*Job:* Exactly reproduce the line containing "Target: moss on stone" together with every line after it, through the end of the entries, and give nothing more.

Object location annotation data:

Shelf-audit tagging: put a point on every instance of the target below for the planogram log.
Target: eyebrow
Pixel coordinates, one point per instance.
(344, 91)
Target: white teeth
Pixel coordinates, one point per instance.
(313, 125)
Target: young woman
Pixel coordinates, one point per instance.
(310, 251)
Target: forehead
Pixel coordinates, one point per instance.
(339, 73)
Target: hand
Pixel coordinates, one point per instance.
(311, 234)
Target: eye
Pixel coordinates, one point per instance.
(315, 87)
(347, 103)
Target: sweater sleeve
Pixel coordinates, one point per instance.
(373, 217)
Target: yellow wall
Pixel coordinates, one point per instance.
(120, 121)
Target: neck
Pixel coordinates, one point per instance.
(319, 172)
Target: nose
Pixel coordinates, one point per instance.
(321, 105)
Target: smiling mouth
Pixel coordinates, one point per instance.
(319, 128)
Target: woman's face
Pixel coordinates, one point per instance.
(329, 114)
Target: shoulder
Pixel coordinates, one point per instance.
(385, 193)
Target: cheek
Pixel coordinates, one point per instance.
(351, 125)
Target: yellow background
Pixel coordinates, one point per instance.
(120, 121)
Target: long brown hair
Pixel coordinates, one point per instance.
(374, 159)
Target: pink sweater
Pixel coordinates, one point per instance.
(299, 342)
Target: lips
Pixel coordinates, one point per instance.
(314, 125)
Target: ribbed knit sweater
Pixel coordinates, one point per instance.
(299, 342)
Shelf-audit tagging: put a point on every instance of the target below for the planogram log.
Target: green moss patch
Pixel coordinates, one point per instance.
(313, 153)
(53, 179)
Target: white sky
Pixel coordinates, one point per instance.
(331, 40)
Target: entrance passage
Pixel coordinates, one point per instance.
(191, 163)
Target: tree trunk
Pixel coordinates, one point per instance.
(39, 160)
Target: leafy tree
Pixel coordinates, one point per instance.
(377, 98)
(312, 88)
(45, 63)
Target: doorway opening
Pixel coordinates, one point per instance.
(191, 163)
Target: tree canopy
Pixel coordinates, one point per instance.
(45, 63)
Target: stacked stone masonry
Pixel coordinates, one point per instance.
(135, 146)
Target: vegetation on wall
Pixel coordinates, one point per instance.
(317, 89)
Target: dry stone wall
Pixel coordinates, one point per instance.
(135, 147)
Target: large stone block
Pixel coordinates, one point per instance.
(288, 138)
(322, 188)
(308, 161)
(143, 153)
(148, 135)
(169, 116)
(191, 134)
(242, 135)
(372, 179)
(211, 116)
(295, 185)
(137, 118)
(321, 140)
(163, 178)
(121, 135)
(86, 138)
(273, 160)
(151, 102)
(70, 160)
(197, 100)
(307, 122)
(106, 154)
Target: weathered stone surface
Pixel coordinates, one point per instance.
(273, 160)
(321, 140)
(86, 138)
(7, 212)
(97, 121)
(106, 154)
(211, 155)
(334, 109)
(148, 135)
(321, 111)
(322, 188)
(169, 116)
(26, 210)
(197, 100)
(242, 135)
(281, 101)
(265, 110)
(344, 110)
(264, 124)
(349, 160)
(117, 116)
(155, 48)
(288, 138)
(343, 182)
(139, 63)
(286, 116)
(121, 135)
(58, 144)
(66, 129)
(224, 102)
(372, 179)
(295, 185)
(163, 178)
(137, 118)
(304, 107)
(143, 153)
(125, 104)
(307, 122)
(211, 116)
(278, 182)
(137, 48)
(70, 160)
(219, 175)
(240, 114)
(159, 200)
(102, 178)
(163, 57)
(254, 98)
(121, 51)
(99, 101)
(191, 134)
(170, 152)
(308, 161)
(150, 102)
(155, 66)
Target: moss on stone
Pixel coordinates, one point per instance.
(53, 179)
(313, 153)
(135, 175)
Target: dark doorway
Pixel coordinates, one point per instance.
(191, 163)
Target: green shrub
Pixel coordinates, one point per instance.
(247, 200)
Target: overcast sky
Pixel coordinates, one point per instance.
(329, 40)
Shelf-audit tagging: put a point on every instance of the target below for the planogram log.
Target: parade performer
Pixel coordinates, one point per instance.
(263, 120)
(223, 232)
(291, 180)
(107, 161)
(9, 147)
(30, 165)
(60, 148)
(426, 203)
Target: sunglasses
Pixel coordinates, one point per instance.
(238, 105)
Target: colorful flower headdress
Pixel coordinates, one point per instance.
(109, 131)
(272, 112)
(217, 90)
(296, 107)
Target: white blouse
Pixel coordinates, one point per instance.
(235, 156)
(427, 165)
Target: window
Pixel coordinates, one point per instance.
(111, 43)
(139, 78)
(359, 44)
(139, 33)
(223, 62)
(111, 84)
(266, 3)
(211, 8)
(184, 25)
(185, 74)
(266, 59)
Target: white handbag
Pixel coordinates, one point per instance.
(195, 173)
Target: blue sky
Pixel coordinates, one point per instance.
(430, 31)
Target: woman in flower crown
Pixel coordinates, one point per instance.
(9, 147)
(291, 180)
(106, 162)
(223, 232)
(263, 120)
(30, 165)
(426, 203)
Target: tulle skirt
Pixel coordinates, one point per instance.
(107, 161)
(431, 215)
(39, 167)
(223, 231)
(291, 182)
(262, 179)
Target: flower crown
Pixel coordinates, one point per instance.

*Written response:*
Target: moss on stone
Pixel coordinates, one point per instance.
(53, 179)
(313, 153)
(135, 175)
Target: dark doorway
Pixel coordinates, one point per instance.
(191, 163)
Target: green shrub
Pixel coordinates, one point per instance.
(247, 200)
Target: overcast sky
Pixel coordinates, one point per instance.
(329, 40)
Shelf-audit tagging: put a point on every instance of the target below for the planogram log.
Target: parade performer
Pixel coordinates, one point per instance.
(263, 120)
(223, 232)
(291, 180)
(107, 161)
(9, 147)
(30, 165)
(60, 148)
(426, 203)
Target: sunglasses
Pixel coordinates, one point per instance.
(238, 105)
Target: colorful flower headdress
Pixel coordinates, one point per instance.
(109, 131)
(272, 112)
(217, 90)
(296, 107)
Target: white blouse
Pixel coordinates, one point per instance.
(235, 156)
(427, 165)
Target: window
Pixel coordinates, one point per instance.
(111, 43)
(139, 78)
(359, 44)
(139, 33)
(223, 62)
(111, 84)
(266, 3)
(211, 8)
(184, 25)
(185, 74)
(266, 59)
Target: white handbag
Pixel coordinates, one point per instance.
(195, 173)
Target: blue sky
Pixel coordinates, one point per instance.
(430, 31)
Target: woman in flower crown
Pixel coordinates, one point per instance.
(9, 147)
(291, 180)
(106, 162)
(223, 232)
(263, 120)
(30, 165)
(426, 203)
Target: tulle skirt
Pixel coordinates, one point per instance.
(107, 161)
(431, 215)
(39, 167)
(223, 231)
(291, 182)
(262, 179)
Target: flower crown
Pixel coordinates, one point per instance.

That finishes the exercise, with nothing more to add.